> _Task list_:
[1] In the microplastics article, translate this sentence into Spanish: "Last year, contestants participating in The Ocean Race found microplastics in every water sample taken along its 32,000 nautical mile course."
[2] Using the microplastics article, answer the following:
(a) In which journal was the study published?
(b) How far is Nemo Point from the nearest shoreline?
(c) At which university do Giuseppe Paolisso and his team work?
[3] Write what comes next in the microplastics article, starting after its final sentence.

Microplastics increase likelihood of heart attack or stroke by 4.5x

Some individuals many ingest an amount of microplastics comparable to the size of a credit card each week.  These plastic particles, under five millimetres in diameter, can endure for hundreds to thousands of years in the environment and can be found in the air, food and water we consume.

Dive Deeper

Analysing over 200 individuals undergoing surgery, researchers have identified a significant correlation between microplastics and serious health issues.

The study, published in The New England Journal of Medicine, found that nearly 60% had microplastics or smaller nano plastics in a major artery, with these patients being 4.5 times more likely to suffer from heart attacks, strokes, or death within approximately 34 months post-surgery compared to those without arterial plastics. The findings open up research avenues into the potential risks posed by micro- and nano plastic pollution, which is pervasive in our environment (Nature).




Why does this matter? Microplastics, categorised as plastic particles under 5 millimetres in diameter, can endure for hundreds to thousands of years in the environment.

These tiny pollutants have permeated the air we breathe, the food we consume, and the water we drink. It’s estimated that some individuals may ingest an amount of microplastics comparable to the size of a credit card each week.

Controlling microplastic pollution is one of the key challenges of our time, but progress has been slow so far. The extent of microplastic pollution cannot be overstated.

Last year, contestants participating in The Ocean Race found microplastics in every water sample taken along its 32,000 nautical mile course. This includes Nemo Point, the most remote location on Earth at 1,670 miles from the nearest shoreline, where 320 microplastics were found per cubic metre of seawater.

Research is accumulating on the implications of microplastics on both wildlife and human health, yet the overarching scientific consensus on the issue is still forming and remains uncertain.

Giuseppe Paolisso and his team at the University of Campania Luigi Vanvitelli studied the build-up of microplastics in arterial plaques in 257 people undergoing surgery to lower stroke risk. Microplastics were detected in the plaques of 150 patients, with the majority of particles identified as polyethylene or polyvinyl chloride.

> _Records shown_:
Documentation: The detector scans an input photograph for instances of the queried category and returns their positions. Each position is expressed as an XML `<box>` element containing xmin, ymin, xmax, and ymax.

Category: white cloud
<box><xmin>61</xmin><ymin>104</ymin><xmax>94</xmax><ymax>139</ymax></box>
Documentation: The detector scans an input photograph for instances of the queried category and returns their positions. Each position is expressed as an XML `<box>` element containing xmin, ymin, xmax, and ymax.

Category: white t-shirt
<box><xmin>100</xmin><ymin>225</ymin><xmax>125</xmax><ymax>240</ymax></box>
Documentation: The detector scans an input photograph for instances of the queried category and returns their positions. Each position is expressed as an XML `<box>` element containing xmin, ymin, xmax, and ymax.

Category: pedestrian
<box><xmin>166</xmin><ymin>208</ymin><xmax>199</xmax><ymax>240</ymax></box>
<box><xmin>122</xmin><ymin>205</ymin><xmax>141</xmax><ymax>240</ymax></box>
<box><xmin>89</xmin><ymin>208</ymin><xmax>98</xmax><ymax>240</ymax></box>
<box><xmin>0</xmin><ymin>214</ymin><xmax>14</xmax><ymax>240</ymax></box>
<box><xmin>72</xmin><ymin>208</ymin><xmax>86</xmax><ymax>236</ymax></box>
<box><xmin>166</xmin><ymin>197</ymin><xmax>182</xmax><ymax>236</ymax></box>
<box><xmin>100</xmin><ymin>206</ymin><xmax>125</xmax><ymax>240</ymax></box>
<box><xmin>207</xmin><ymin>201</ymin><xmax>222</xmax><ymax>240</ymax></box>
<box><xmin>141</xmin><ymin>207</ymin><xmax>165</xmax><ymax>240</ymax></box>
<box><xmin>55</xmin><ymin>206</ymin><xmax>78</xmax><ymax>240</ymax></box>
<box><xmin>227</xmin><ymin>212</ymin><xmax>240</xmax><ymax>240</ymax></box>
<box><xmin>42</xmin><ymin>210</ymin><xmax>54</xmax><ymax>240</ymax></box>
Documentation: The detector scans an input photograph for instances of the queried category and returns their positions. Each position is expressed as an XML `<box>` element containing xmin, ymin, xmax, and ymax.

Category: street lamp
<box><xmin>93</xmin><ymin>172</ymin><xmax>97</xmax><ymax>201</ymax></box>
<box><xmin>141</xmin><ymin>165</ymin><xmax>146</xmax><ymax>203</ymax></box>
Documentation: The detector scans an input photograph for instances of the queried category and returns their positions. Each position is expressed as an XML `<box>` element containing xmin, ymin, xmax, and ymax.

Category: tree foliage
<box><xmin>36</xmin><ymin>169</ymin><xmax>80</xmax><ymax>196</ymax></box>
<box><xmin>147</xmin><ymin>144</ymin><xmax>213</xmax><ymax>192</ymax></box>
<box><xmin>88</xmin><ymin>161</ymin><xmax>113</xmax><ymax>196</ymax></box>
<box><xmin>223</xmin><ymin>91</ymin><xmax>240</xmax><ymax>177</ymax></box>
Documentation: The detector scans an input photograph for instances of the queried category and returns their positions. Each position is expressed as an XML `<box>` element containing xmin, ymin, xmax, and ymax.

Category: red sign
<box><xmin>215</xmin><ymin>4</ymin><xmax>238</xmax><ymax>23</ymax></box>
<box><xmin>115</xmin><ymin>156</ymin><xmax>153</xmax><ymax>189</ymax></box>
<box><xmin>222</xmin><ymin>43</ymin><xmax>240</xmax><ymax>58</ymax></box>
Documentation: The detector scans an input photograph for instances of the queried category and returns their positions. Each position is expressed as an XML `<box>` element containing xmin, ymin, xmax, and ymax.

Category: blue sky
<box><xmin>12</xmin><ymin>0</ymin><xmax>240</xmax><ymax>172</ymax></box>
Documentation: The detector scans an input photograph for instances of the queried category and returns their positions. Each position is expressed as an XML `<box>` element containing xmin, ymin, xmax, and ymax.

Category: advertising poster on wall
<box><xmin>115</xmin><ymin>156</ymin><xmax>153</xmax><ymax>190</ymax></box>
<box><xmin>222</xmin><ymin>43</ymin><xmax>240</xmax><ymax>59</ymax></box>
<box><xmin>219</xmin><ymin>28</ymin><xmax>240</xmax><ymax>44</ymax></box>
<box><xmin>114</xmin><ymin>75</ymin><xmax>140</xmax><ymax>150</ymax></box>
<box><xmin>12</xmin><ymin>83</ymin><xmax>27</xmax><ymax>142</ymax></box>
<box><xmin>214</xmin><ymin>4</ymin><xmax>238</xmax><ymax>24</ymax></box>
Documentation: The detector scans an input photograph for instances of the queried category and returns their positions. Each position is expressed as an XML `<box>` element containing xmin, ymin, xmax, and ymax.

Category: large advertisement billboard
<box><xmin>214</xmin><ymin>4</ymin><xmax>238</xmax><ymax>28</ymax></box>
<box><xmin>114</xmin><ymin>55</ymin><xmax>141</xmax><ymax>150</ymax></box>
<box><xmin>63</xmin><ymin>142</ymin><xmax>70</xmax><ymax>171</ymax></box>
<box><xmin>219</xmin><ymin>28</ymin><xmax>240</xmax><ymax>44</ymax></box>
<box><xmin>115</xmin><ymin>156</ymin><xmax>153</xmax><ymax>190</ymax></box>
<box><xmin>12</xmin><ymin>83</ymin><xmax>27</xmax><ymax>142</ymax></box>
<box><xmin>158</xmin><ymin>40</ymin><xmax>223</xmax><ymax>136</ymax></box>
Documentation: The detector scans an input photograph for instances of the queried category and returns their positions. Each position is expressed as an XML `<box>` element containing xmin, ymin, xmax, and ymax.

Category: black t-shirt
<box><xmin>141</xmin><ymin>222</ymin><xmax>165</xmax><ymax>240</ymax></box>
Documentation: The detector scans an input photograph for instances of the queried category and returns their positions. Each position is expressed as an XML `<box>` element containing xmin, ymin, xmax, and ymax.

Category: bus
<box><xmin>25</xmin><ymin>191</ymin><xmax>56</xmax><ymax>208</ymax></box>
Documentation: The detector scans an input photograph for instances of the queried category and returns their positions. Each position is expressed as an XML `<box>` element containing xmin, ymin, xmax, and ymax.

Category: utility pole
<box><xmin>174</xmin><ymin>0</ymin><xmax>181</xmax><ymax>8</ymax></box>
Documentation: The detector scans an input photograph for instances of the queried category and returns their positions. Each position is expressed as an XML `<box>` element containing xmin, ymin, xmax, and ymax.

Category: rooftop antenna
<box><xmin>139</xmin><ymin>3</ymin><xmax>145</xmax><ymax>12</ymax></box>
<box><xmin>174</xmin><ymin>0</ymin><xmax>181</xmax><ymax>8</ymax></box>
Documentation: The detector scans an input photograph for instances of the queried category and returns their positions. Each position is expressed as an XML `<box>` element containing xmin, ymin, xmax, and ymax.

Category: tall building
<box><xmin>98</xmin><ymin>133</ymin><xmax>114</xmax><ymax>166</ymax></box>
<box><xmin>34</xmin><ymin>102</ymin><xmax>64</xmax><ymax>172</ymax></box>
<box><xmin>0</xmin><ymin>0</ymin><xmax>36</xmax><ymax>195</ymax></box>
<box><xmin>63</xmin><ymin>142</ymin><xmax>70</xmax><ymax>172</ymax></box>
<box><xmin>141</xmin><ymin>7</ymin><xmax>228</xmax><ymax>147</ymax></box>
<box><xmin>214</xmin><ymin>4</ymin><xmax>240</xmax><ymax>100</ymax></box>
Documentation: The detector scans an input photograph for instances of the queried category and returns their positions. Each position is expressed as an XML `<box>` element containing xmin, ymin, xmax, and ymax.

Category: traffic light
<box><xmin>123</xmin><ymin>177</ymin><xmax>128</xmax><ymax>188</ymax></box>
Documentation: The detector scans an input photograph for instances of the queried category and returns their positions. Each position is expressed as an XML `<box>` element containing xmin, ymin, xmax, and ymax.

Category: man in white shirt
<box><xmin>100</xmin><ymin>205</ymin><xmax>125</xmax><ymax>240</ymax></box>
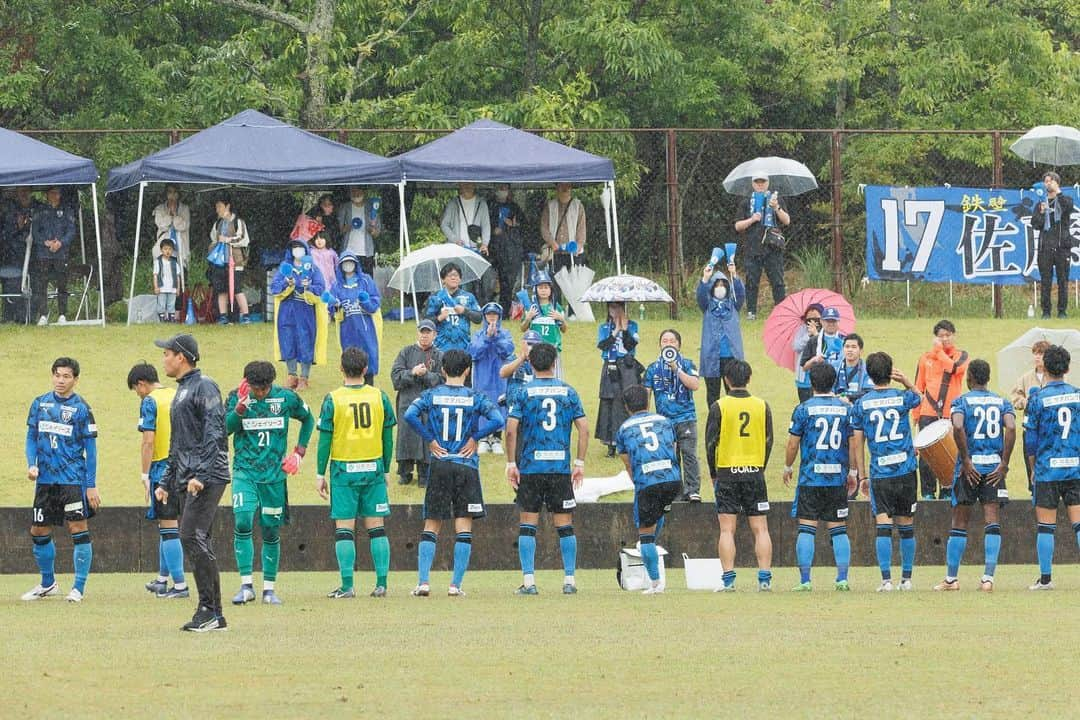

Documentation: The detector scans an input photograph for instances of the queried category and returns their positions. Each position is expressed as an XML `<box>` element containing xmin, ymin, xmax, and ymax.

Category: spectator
<box><xmin>596</xmin><ymin>302</ymin><xmax>645</xmax><ymax>458</ymax></box>
<box><xmin>913</xmin><ymin>320</ymin><xmax>968</xmax><ymax>500</ymax></box>
<box><xmin>30</xmin><ymin>186</ymin><xmax>75</xmax><ymax>325</ymax></box>
<box><xmin>423</xmin><ymin>262</ymin><xmax>482</xmax><ymax>353</ymax></box>
<box><xmin>151</xmin><ymin>237</ymin><xmax>180</xmax><ymax>323</ymax></box>
<box><xmin>390</xmin><ymin>320</ymin><xmax>443</xmax><ymax>488</ymax></box>
<box><xmin>151</xmin><ymin>185</ymin><xmax>191</xmax><ymax>268</ymax></box>
<box><xmin>697</xmin><ymin>263</ymin><xmax>746</xmax><ymax>407</ymax></box>
<box><xmin>206</xmin><ymin>195</ymin><xmax>252</xmax><ymax>325</ymax></box>
<box><xmin>792</xmin><ymin>302</ymin><xmax>825</xmax><ymax>403</ymax></box>
<box><xmin>642</xmin><ymin>329</ymin><xmax>701</xmax><ymax>503</ymax></box>
<box><xmin>469</xmin><ymin>302</ymin><xmax>514</xmax><ymax>456</ymax></box>
<box><xmin>488</xmin><ymin>182</ymin><xmax>525</xmax><ymax>312</ymax></box>
<box><xmin>735</xmin><ymin>176</ymin><xmax>792</xmax><ymax>320</ymax></box>
<box><xmin>330</xmin><ymin>253</ymin><xmax>382</xmax><ymax>385</ymax></box>
<box><xmin>337</xmin><ymin>185</ymin><xmax>382</xmax><ymax>276</ymax></box>
<box><xmin>1031</xmin><ymin>173</ymin><xmax>1072</xmax><ymax>320</ymax></box>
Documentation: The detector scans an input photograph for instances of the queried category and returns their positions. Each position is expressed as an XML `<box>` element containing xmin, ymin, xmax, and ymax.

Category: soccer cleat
<box><xmin>157</xmin><ymin>587</ymin><xmax>191</xmax><ymax>600</ymax></box>
<box><xmin>326</xmin><ymin>587</ymin><xmax>356</xmax><ymax>600</ymax></box>
<box><xmin>232</xmin><ymin>585</ymin><xmax>255</xmax><ymax>604</ymax></box>
<box><xmin>23</xmin><ymin>583</ymin><xmax>60</xmax><ymax>600</ymax></box>
<box><xmin>143</xmin><ymin>578</ymin><xmax>168</xmax><ymax>595</ymax></box>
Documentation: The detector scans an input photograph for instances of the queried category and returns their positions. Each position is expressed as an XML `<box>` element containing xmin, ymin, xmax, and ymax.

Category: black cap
<box><xmin>153</xmin><ymin>332</ymin><xmax>199</xmax><ymax>363</ymax></box>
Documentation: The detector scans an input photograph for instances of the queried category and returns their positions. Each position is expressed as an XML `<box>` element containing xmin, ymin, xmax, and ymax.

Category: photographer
<box><xmin>735</xmin><ymin>172</ymin><xmax>792</xmax><ymax>320</ymax></box>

> _Answers provided_:
[1] El año pasado, los participantes de The Ocean Race encontraron microplásticos en todas las muestras de agua tomadas a lo largo de su recorrido de 32.000 millas náuticas.

[2]
(a) The New England Journal of Medicine
(b) 1,670 miles
(c) The University of Campania Luigi Vanvitelli

[3]
The study shows a correlation between microplastics and negative health impacts. However, the causes of the build-up and its prevalence in the general population require further research, particularly considering that 40% of the subjects showed no microplastics despite widespread pollution.

Other recent studies have revealed that microplastics can compromise human white blood cell function, reducing the body’s defence against pathogens, and potentially impacting immune health and tissue integrity.

Additionally, microplastics have been found to harbour bacteria and enter the marine food chain, ultimately affecting the gut biomes of seabirds. This raises concerns about the potential escalation of microplastic ingestion by humans due to bioaccumulation through the food chain.

Global action on rampant plastic pollution has been slow. In 2022, 175 nations signed a legally binding treaty on plastics seeking to combat emissions and pollution associated with the material’s production, use and disposal.

At the next negotiating session, the INC-4 in Ottowa, Canada, a revised draft will be up for discussion, with the treaty expected to be finalised by the end of the year.

While international policy develops at a modest pace, the private sector is exploring innovative solutions to a worsening crisis.  AION, for example, helps customers transform their plastic waste problems into valuable solutions.

AOIN’s team of experts conduct in-depth analysis of customers’ plastic product value chains, offering a roadmap to minimise virgin plastic use, integrate recycled materials, and prevent plastic waste generation.

At the other end of the plastic lifecycle, Bureo transforms discarded fishing nets into valuable recycled raw materials. To date, Bureo has collected and recycled more than 4.5 million kg of nets, operating collection programmes in six countries. Their innovative approach has caught the attention of leading brands including Patagonia, Toyota, and Trek.